The answer must consist solely of the lines from the one containing "point: sand texture, one" to the end of the entries below, repeated exactly.
━━━━━ Records for the task
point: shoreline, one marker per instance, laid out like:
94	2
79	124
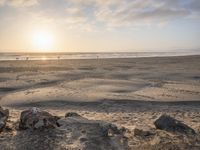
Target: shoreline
130	93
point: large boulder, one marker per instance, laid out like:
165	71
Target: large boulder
35	118
4	113
165	122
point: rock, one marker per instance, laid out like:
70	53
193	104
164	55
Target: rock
170	124
35	118
72	114
142	132
4	113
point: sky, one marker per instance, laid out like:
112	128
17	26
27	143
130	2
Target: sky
99	25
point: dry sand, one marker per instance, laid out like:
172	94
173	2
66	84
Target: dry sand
127	92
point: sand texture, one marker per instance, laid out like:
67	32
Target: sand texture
130	93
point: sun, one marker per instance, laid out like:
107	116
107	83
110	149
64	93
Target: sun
43	41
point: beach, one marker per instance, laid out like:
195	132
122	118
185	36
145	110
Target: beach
130	93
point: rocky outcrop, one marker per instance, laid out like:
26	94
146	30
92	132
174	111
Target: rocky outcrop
165	122
35	118
4	113
143	132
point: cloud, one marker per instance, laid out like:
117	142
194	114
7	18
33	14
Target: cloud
141	11
111	13
17	3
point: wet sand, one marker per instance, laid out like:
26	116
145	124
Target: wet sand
130	93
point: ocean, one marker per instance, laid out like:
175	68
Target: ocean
58	56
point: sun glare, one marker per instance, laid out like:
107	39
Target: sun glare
43	41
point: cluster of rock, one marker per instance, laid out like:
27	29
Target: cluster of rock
35	118
84	130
━━━━━━━━━━
▸ **Output of the task**
point: sand texture, one marker per instance, laid out like:
67	32
Target: sand texture
130	93
point: sun, one marker per instance, laid out like:
107	116
107	83
110	149
64	93
Target: sun
43	41
point: beach, one marker per instance, laid out like:
195	132
122	118
185	36
145	110
Target: beach
130	93
point: rocky outcrop, one marker per instance, laid out like:
26	94
146	30
92	132
174	111
Target: rocky outcrop
165	122
35	118
4	113
143	132
point: cloud, one marker per instance, laid out like:
117	142
194	114
7	18
33	14
Target: cloud
141	11
111	13
17	3
point: wet sand, one marker per instance, laid out like:
26	116
145	124
Target: wet sand
130	93
point: ocean, one marker per instance, laid out like:
175	68
Target: ocean
58	56
point: sun glare, one marker per instance, laid out like:
107	39
Target: sun glare
43	41
point: cluster of rock, one marker per instance, laid out like:
27	29
Target: cluster of rock
35	118
84	130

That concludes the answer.